▶ WHAT THIS TASK INVOLVES
Restate the entries word for word, omitting nothing.

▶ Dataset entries
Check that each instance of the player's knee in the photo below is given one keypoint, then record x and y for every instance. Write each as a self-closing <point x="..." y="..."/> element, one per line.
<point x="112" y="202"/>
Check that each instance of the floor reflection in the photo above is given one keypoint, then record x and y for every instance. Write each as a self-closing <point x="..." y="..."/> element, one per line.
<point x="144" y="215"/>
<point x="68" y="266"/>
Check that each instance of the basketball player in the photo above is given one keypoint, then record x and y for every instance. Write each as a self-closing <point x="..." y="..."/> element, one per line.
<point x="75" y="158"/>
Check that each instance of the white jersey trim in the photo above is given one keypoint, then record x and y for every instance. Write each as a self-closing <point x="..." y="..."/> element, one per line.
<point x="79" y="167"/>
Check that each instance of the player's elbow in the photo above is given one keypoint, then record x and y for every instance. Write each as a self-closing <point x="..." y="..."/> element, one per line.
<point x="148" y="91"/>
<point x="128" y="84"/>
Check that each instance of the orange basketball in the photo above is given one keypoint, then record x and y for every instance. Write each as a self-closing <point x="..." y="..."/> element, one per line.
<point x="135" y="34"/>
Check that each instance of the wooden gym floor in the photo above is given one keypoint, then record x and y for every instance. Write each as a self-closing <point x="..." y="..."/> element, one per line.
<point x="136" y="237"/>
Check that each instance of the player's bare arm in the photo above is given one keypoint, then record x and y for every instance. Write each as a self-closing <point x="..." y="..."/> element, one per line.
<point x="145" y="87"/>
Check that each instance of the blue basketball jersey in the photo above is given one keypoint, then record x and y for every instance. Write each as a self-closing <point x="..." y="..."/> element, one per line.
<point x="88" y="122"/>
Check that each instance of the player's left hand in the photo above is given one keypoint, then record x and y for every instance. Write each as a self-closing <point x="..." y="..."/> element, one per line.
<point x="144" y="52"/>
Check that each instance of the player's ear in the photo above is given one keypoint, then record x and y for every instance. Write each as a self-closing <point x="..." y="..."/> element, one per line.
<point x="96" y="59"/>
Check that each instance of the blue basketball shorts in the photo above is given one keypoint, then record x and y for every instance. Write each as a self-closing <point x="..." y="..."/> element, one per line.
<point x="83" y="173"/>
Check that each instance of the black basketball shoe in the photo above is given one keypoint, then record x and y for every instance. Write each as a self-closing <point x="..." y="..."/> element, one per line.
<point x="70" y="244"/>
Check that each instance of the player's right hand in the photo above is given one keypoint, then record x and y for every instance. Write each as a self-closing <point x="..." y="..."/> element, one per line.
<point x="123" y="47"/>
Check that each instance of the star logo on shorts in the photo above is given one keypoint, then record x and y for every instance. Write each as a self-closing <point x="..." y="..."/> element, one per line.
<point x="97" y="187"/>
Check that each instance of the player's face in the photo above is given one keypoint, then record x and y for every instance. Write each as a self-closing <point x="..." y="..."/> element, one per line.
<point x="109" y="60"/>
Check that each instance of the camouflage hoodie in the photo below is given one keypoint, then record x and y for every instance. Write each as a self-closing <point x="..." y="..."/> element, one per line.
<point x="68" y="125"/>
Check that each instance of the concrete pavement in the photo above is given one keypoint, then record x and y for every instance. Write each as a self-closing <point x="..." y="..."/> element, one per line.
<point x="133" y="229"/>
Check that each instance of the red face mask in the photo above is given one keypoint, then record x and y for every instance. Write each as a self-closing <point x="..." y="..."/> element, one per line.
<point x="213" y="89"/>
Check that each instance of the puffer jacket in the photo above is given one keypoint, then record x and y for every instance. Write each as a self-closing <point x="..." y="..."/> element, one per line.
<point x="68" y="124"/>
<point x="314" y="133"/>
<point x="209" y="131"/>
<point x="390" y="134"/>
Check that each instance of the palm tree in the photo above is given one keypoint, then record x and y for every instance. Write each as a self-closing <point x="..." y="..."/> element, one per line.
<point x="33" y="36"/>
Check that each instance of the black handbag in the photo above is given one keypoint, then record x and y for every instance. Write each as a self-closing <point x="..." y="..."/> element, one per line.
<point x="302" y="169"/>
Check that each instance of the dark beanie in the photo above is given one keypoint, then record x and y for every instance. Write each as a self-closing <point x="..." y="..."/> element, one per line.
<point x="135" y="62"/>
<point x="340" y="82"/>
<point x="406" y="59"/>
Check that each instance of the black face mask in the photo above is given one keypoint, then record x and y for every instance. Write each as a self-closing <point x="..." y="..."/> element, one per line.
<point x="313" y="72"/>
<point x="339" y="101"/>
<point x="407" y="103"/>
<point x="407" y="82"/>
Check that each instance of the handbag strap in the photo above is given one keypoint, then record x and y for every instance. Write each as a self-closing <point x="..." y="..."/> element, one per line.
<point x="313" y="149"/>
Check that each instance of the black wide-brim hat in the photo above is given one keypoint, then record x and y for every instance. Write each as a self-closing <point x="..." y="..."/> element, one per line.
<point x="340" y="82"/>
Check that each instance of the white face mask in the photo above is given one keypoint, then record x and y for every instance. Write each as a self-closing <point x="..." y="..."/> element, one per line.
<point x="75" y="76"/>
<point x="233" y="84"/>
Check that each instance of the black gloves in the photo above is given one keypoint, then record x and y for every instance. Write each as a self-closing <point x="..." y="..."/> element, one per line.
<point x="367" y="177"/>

▶ TASK SOLUTION
Check that each instance of the player's knee in the photo below is given one keypoint, then record x and y for every instance. Write each as a self-closing <point x="..." y="..."/> element, one per line.
<point x="112" y="202"/>
Check that each instance of the floor reflection in the photo above is given one keypoint, then record x and y for every instance. Write each as a self-closing <point x="..." y="..."/> element, one per line.
<point x="144" y="215"/>
<point x="68" y="266"/>
Check that each instance of the basketball player in the photo above is given one keypoint, then record x and y for every instance. Write each as a self-closing <point x="..." y="..."/> element, one per line.
<point x="75" y="158"/>
Check that each instance of the white jersey trim in the photo above is given one keypoint, then record x and y for every instance. Write each as a self-closing <point x="..." y="..."/> element, one per line.
<point x="79" y="167"/>
Check that each instance of the player's elbow in the photo above is given one keypoint, then record x and y for every instance. Write each as a self-closing <point x="..." y="..."/> element, one per line.
<point x="148" y="91"/>
<point x="128" y="84"/>
Check that each instance of the orange basketball in the photo above is given one keypoint, then record x and y for every instance. Write each as a self-closing <point x="..." y="..."/> element, one per line.
<point x="135" y="34"/>
Check that each instance of the wooden gym floor in the photo above is given one keypoint, then record x and y for every instance. Write each as a self-closing <point x="..." y="..."/> element, one per line.
<point x="136" y="237"/>
Check that each instance of the player's bare arm in the photo above is given one keypoint, then record x and y for every instance. Write each as a self-closing <point x="..." y="..."/> element, one per line.
<point x="145" y="87"/>
Check that each instance of the blue basketball jersey in the photo above is given one keypoint, then record x and y for every instance. Write each as a self-closing <point x="..." y="..."/> element, one per line.
<point x="88" y="122"/>
Check that each instance of the player's left hand in the photo above is given one keypoint, then record x and y for every instance. Write each as a self-closing <point x="..." y="..."/> element, one per line.
<point x="144" y="52"/>
Check that each instance of the player's ear in the photo above is given one keypoint, then record x and y for every instance. Write each as a self-closing <point x="..." y="..."/> element, one per line.
<point x="96" y="59"/>
Check that each instance of the blue basketball shorts in the photo above is given one keypoint, then record x and y for every instance. Write each as a self-closing <point x="..." y="..."/> element, one per line.
<point x="83" y="173"/>
Check that each instance of the black basketball shoe in the photo above is given one keypoint, then record x and y for every instance. Write each as a self-closing <point x="..." y="..."/> element, one per line.
<point x="70" y="244"/>
Check that each instance of the player's right hand in the photo above is given one keypoint, then record x and y for every instance. Write each as a self-closing <point x="..." y="..."/> element, one per line.
<point x="123" y="47"/>
Check that each instance of the star logo on shorts in the photo above is given one keypoint, then record x and y for every instance. Write each as a self-closing <point x="..." y="..."/> element, one per line.
<point x="97" y="187"/>
Check that each instance of the player's face in the photo above is given one keypoint, then record x and y for every instance. Write each as a self-closing <point x="..." y="..."/> element, one per line.
<point x="109" y="60"/>
Check that each instance of the camouflage hoodie in the photo below is given one keypoint, then record x and y for every instance. Write each as a self-closing <point x="..." y="..."/> element, one per line.
<point x="68" y="125"/>
Check that each instance of the concrete pavement in the photo above is given one keypoint, then record x and y for every instance. Write each as a self-closing <point x="..." y="..."/> element, one per line.
<point x="133" y="229"/>
Check that each instance of the red face mask in the photo above is given one keypoint, then record x and y for every instance. Write each as a self-closing <point x="..." y="..."/> element, one per line.
<point x="213" y="89"/>
Check that each instance of the puffer jacket in the photo above is given one keypoint, then record x and y for every instance. Write each as a self-closing <point x="..." y="..."/> element, one per line.
<point x="68" y="124"/>
<point x="314" y="133"/>
<point x="209" y="131"/>
<point x="390" y="134"/>
Check that each instance of the palm tree in the photo above is given one keypoint, then record x and y for every instance. Write each as a self-closing <point x="..." y="..."/> element, one per line.
<point x="33" y="36"/>
Check that each instance of the black handbag in the photo above is given one keypoint, then record x and y for every instance. Write each as a self-closing <point x="..." y="..."/> element, one per line.
<point x="302" y="169"/>
Check that each instance of the dark beanie in the photo above is given one keypoint, then record x and y for every instance. Write each as a self-closing <point x="..." y="..."/> element, one per line.
<point x="135" y="62"/>
<point x="340" y="82"/>
<point x="406" y="59"/>
Check that each instance of the black face mask in the photo above is given one keypoint, then record x and y for every instance. Write each as a self-closing <point x="..." y="..."/> element, one per line.
<point x="313" y="72"/>
<point x="339" y="101"/>
<point x="407" y="103"/>
<point x="407" y="82"/>
Check that each instance of the handbag strap in the photo above is given one keypoint, then record x and y for every instance. Write each as a self-closing <point x="..." y="..."/> element, one per line.
<point x="313" y="149"/>
Check that each instance of the black wide-brim hat in the photo above is given one keypoint, then record x and y for every instance. Write each as a self-closing <point x="..." y="..."/> element, one per line.
<point x="340" y="82"/>
Check that each instance of the white face mask in the photo above is given one keypoint, then record x and y for every instance. Write each as a self-closing <point x="..." y="..."/> element, one per line.
<point x="75" y="76"/>
<point x="233" y="84"/>
Check that each instance of the black gloves in the photo above is given one keypoint, then record x and y for every instance. Write each as a self-closing <point x="..." y="..."/> element, one per line.
<point x="367" y="177"/>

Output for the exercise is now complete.